[Collected data]
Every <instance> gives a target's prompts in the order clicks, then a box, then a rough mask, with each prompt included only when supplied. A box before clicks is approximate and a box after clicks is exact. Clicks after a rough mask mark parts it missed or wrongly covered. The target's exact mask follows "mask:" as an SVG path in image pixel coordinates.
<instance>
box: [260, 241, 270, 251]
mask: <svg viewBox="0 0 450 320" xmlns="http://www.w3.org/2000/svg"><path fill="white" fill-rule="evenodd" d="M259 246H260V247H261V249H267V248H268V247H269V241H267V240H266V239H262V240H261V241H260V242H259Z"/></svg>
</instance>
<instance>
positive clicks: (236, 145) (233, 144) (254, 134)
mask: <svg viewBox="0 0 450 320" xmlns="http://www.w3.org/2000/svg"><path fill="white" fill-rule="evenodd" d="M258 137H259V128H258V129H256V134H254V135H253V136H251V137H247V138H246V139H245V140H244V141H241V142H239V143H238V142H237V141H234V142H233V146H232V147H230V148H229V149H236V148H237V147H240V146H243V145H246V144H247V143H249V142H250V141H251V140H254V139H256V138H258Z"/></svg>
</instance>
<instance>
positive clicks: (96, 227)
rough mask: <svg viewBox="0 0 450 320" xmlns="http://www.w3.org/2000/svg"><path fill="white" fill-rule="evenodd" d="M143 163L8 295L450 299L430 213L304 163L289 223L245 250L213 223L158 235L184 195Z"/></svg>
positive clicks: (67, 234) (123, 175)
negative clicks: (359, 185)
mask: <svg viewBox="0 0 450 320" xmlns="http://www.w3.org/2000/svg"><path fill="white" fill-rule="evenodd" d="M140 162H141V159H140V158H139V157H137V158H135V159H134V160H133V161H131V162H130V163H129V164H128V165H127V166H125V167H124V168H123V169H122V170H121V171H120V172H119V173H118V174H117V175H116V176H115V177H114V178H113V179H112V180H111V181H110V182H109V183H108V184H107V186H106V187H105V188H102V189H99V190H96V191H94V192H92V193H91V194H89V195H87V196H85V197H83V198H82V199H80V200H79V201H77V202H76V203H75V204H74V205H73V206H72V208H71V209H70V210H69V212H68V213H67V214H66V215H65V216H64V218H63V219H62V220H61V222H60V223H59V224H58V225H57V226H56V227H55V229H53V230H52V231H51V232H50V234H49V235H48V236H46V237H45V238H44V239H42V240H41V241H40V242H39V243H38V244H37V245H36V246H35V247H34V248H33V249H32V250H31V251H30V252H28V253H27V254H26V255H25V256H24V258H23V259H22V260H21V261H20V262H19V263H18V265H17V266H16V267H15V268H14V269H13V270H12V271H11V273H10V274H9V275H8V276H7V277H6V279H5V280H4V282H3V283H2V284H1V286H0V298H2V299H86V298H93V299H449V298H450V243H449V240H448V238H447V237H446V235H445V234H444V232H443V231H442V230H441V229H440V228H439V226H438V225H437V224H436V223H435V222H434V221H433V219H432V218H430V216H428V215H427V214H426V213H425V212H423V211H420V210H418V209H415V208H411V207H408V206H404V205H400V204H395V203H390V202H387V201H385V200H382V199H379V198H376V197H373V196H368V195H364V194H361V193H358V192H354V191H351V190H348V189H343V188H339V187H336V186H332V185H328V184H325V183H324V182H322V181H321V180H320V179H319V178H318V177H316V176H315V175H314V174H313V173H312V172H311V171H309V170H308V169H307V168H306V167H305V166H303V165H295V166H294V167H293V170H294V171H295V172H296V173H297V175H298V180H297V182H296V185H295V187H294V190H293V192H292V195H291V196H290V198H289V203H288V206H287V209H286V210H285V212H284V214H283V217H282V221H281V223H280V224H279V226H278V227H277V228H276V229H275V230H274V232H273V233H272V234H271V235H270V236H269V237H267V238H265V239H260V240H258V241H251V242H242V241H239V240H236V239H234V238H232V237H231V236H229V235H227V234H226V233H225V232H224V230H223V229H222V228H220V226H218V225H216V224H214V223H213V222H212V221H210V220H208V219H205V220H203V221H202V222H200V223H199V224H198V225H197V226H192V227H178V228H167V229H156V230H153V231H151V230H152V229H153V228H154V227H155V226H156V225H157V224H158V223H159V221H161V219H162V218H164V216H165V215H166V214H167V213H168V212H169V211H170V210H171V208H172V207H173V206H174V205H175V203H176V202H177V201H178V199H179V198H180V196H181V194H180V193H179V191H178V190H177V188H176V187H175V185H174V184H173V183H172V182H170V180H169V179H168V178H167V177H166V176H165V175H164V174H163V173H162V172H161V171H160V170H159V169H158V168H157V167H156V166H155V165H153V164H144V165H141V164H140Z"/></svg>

EXERCISE REQUIREMENTS: Copy out the stretch of the listing from its start through the line that contains "positive clicks: (67, 234) (123, 175)", both ends included.

THE ANSWER:
Every <instance> gives a target's prompts in the order clicks, then a box, then a rough mask, with each prompt included only when supplied. A box before clicks is approximate and a box after clicks is exact. Clicks after a rough mask mark parts it missed or wrongly covered. The target's exact mask follows "mask:" as an SVG path in image pixel coordinates.
<instance>
box: [260, 241, 270, 251]
mask: <svg viewBox="0 0 450 320" xmlns="http://www.w3.org/2000/svg"><path fill="white" fill-rule="evenodd" d="M259 246H260V247H261V249H267V248H268V247H269V241H267V240H266V239H262V240H261V241H260V242H259Z"/></svg>
</instance>
<instance>
positive clicks: (236, 145) (233, 144) (254, 134)
mask: <svg viewBox="0 0 450 320" xmlns="http://www.w3.org/2000/svg"><path fill="white" fill-rule="evenodd" d="M258 137H259V128H258V129H256V134H254V135H253V136H251V137H247V138H246V139H245V140H244V141H241V142H239V143H238V142H237V141H234V142H233V146H232V147H230V148H229V149H236V148H237V147H240V146H243V145H246V144H247V143H249V142H250V141H251V140H254V139H256V138H258Z"/></svg>
</instance>
<instance>
positive clicks: (96, 227)
rough mask: <svg viewBox="0 0 450 320" xmlns="http://www.w3.org/2000/svg"><path fill="white" fill-rule="evenodd" d="M143 163L8 295L450 299L430 213L304 163L289 223L245 250L213 223L158 235L184 195Z"/></svg>
positive clicks: (67, 234) (123, 175)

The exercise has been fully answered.